Where a company chooses to incorporate directly affects the fiduciary duties imposed upon its leadership and shareholders. Under the internal affairs doctrine, the law of the state in which a company is incorporated applies to disputes over the company’s internal workings, regardless of where the company is actually based or where the alleged conduct occurred. Consequently, the distinctions between Massachusetts and Delaware corporate law take on particular importance in the context of closely held corporations and LLCs, where each state’s case law and statutes uniquely impact the imposition of fiduciary duties and the extent to which such duties can be contractually waived. Understanding these differences is essential to making informed decisions on business formation and litigation strategy.
Fiduciary Duties In Closely Held Corporations
In both Massachusetts and Delaware, a corporate fiduciary, such as a director, generally owes a duty of care and a duty of loyalty, both of which impose a responsibility to act in the best interests of the corporation and/or its shareholders. Specifically, the duty of care requires a fiduciary to act in an informed and reasonable manner, and the duty of loyalty requires a fiduciary to act in good faith with the primary intent of furthering the best interests of the company. In the context of closely held corporations, including LLCs, Massachusetts and Delaware take divergent approaches as to whether shareholders may owe each other additional or enhanced fiduciary duties.

DATA SHOWN -

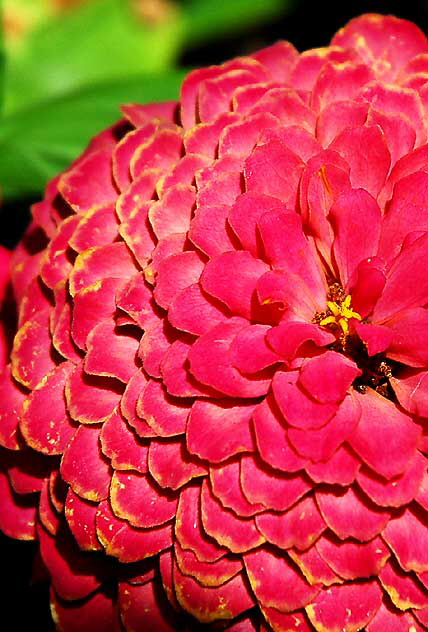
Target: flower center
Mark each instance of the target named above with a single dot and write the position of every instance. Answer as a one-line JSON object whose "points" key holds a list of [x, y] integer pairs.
{"points": [[376, 370], [339, 310]]}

WHAT IS ASKED -
A. Print the fiduciary duties passage from "Fiduciary Duties In" to "enhanced fiduciary duties.".
B. In the fiduciary duties passage, what does the duty of care require of a fiduciary, and what does the duty of loyalty require?
C. In the fiduciary duties passage, which state's law governs disputes over a company's internal workings under the internal affairs doctrine?
The material comes from a separate source from the fiduciary duties passage.

ANSWERS TO THE PROBLEMS -
A.
Fiduciary Duties In Closely Held Corporations
In both Massachusetts and Delaware, a corporate fiduciary, such as a director, generally owes a duty of care and a duty of loyalty, both of which impose a responsibility to act in the best interests of the corporation and/or its shareholders. Specifically, the duty of care requires a fiduciary to act in an informed and reasonable manner, and the duty of loyalty requires a fiduciary to act in good faith with the primary intent of furthering the best interests of the company. In the context of closely held corporations, including LLCs, Massachusetts and Delaware take divergent approaches as to whether shareholders may owe each other additional or enhanced fiduciary duties.

B.
Duty of care:
- to act in an informed manner
- to act in a reasonable manner

Duty of loyalty:
- to act in good faith
- to act with the primary intent of furthering the best interests of the company

C. The law of the state in which the company is incorporated.